═════ 文書の抜粋 ═════

老・四弦奏者のブログ

アラ古希のローテクMusicianのブログです

オカリナの話・後編(Studio Live)

前回のブログで、オカリナの練習曲にウクレレとアコギを加えて多重録音する、と自己宣言しました。
しかし、一緒に付きあってくれるはずの女房が、「オカリナの音がちゃんと出せない」というのです。
オカリナ本体に不具合はないのですが、原因と対策については今回のブログの後半に説明することにします。
とりあえずは、私がオカリナで「浜辺の歌」を自宅スタジオで演奏した動画(約80秒)をYouTubeにアップしたので是非ご視聴ください。
初めにお断りしておきますが、見事にヘタクソです。
還暦過ぎた老人が1曲全部(1番だけですが・・)初めて吹いた演奏ですので寛容な心でお聴き願います。

═════ 提供資料 ═════

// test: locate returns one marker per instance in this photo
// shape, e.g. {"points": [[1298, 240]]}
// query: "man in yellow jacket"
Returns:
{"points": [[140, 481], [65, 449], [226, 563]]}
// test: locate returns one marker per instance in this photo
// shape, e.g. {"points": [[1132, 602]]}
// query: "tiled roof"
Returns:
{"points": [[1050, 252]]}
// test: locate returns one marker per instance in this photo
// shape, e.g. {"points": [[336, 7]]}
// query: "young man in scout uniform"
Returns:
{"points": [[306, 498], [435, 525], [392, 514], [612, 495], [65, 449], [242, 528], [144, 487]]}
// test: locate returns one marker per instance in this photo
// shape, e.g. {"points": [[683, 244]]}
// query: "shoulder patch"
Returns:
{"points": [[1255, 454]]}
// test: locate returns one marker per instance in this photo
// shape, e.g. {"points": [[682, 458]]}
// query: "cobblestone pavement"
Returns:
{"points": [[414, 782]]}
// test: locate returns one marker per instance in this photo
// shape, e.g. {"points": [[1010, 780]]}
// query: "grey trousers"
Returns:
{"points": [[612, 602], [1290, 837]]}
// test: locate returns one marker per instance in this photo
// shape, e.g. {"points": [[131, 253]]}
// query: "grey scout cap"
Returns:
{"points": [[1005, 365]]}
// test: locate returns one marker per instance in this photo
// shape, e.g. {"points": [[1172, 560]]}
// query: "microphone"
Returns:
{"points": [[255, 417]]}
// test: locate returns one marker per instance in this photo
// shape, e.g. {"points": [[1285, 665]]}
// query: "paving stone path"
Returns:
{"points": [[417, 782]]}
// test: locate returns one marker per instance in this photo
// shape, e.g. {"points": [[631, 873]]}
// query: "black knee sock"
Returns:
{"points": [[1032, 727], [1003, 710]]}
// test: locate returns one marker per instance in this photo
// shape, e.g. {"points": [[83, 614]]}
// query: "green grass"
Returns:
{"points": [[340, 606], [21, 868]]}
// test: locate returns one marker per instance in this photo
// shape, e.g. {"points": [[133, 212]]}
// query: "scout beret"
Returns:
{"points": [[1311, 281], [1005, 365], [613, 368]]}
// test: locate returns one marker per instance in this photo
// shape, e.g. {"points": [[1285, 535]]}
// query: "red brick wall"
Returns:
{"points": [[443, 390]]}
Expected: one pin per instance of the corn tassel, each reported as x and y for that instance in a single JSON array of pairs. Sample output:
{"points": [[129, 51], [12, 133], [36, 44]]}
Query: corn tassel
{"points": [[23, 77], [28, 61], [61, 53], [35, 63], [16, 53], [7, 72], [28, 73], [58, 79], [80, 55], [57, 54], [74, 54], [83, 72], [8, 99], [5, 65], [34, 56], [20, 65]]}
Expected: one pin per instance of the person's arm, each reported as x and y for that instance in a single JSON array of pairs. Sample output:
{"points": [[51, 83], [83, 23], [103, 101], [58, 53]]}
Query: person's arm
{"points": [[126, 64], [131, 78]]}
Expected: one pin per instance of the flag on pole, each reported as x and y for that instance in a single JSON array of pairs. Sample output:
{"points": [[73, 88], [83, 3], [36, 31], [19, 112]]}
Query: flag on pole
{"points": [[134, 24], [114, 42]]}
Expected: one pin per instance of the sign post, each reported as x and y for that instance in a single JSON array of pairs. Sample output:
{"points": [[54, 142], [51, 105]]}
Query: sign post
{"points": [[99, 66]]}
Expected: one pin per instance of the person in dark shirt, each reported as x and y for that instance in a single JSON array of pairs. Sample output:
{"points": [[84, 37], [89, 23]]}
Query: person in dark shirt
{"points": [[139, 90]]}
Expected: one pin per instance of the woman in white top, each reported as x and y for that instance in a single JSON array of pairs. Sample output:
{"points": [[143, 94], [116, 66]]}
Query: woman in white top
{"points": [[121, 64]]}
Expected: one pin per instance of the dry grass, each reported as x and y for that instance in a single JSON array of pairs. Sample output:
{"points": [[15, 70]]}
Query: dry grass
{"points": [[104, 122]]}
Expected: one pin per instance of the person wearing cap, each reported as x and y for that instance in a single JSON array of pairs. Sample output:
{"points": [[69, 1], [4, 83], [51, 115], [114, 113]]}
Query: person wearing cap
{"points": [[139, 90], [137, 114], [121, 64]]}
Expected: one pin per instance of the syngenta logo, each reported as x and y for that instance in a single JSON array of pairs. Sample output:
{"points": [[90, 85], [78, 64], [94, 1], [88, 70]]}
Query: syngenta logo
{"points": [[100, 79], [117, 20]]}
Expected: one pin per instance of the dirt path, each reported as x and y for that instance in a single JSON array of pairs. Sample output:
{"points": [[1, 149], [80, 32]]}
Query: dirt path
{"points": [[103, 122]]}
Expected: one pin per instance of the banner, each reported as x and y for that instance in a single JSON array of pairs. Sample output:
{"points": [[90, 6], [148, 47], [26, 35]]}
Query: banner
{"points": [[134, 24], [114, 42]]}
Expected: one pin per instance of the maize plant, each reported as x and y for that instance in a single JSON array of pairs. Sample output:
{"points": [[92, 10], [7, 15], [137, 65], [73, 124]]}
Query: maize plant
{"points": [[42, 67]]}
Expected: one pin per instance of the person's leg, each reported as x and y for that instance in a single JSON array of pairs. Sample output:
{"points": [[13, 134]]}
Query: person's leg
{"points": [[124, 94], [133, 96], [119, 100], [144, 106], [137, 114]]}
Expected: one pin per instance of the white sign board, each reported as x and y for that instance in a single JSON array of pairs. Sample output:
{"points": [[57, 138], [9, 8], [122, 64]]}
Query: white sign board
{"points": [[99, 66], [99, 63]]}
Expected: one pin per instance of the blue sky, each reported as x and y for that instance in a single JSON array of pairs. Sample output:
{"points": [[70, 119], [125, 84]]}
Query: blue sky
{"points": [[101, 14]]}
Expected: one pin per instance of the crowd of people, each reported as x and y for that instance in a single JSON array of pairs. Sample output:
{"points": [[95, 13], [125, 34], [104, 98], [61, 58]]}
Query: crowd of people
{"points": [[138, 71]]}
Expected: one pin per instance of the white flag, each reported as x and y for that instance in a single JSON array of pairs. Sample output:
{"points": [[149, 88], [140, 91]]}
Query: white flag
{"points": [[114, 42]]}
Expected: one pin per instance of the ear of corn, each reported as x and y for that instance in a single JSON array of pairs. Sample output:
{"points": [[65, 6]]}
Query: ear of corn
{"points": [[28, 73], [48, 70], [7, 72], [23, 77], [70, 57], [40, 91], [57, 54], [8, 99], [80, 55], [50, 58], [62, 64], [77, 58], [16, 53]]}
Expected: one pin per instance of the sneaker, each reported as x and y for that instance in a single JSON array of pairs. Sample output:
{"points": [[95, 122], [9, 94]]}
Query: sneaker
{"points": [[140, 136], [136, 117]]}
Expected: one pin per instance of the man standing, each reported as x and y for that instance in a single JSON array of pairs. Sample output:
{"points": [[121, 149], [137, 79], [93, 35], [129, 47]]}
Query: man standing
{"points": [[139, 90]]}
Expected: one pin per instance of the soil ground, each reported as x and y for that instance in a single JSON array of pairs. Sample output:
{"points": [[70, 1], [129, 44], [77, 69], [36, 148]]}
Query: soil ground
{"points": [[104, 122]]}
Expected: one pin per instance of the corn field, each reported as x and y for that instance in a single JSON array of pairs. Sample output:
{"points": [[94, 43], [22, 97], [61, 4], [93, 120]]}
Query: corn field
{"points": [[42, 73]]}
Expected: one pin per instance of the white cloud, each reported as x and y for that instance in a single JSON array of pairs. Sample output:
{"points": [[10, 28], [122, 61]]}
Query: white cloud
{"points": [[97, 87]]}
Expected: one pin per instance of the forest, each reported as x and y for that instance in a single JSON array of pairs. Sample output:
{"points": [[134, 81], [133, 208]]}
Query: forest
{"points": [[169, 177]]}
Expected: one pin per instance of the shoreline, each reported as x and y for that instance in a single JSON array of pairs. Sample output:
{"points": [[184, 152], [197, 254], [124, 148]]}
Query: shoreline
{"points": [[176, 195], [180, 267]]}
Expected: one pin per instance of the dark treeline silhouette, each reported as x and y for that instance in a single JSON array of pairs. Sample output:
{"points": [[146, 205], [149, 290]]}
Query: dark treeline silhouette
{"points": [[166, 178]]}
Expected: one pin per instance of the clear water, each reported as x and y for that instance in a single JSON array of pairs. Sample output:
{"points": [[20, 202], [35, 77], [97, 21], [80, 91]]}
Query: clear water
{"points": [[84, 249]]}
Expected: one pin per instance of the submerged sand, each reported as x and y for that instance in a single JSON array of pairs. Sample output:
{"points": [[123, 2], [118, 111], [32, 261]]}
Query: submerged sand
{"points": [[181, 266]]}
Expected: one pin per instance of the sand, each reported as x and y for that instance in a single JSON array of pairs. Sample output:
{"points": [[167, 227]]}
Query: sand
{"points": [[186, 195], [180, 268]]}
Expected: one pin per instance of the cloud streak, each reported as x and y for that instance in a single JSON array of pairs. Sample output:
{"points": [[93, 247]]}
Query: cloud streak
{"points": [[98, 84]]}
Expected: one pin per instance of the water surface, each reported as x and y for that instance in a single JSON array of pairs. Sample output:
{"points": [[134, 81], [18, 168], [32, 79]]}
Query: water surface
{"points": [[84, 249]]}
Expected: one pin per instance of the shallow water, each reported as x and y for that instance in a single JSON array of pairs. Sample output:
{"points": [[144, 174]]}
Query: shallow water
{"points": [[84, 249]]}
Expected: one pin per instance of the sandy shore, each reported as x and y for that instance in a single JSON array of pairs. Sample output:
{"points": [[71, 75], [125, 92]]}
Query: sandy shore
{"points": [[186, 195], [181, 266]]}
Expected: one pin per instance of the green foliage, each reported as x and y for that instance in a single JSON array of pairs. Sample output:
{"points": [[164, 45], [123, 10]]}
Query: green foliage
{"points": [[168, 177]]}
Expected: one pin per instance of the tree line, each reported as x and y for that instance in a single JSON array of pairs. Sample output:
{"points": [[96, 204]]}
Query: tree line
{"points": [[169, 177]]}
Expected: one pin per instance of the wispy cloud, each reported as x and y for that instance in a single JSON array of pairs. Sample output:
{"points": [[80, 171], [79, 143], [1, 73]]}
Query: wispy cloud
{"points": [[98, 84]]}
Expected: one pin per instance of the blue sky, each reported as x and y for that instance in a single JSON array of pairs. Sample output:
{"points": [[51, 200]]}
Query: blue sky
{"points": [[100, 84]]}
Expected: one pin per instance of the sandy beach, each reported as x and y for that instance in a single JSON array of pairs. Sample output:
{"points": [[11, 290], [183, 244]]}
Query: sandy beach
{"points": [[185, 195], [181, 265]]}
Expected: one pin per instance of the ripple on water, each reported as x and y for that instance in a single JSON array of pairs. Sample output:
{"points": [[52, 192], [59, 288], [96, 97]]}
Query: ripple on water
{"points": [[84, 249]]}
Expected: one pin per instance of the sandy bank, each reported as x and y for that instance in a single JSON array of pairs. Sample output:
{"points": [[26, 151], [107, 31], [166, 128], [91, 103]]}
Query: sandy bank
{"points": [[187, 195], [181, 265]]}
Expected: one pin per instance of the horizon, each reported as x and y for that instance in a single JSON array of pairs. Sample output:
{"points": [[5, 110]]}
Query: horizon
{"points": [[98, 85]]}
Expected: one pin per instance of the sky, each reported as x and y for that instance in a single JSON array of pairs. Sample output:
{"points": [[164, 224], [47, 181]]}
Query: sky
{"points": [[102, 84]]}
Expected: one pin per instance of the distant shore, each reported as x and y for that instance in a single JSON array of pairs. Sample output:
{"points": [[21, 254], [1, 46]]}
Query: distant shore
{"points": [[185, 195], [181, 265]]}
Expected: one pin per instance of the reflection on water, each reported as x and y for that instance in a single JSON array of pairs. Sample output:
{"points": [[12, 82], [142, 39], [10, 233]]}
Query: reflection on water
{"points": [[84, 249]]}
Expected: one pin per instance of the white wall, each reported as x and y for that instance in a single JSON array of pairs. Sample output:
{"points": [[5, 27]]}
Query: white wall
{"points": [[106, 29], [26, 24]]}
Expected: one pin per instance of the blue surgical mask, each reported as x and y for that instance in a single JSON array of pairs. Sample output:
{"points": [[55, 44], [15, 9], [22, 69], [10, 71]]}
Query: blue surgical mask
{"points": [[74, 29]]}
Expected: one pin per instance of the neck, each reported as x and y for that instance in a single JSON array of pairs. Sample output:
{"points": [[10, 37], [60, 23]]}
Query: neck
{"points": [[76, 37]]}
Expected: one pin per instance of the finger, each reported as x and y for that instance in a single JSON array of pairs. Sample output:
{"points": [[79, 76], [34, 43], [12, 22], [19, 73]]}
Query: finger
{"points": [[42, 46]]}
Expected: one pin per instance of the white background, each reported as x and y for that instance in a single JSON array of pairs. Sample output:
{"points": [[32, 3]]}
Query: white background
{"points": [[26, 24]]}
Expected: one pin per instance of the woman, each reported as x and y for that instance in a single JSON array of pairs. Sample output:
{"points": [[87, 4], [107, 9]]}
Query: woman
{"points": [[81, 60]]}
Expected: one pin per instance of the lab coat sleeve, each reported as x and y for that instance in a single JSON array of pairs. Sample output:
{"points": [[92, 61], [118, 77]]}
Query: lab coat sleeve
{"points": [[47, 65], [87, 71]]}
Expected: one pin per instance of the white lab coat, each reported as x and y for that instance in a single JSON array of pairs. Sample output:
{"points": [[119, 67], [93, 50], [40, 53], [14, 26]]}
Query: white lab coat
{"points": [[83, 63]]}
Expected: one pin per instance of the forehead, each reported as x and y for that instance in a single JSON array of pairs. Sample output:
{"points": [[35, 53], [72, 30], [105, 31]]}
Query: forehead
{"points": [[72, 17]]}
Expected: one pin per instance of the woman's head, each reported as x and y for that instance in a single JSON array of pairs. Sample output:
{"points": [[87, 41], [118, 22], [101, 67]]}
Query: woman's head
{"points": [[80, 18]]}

═════

[練習問題]
**a)** オカリナのブログ記事によると、自宅スタジオで「浜辺の歌」を演奏した動画の長さはどのくらいですか。
**b)** リストの中から、「maize」という語を含む行をすべて抜き出してください。

[各問の解答]
**a)** 約80秒です。

**b)**
Expected: one pin per instance of the maize plant, each reported as x and y for that instance in a single JSON array of pairs. Sample output:
Query: maize plant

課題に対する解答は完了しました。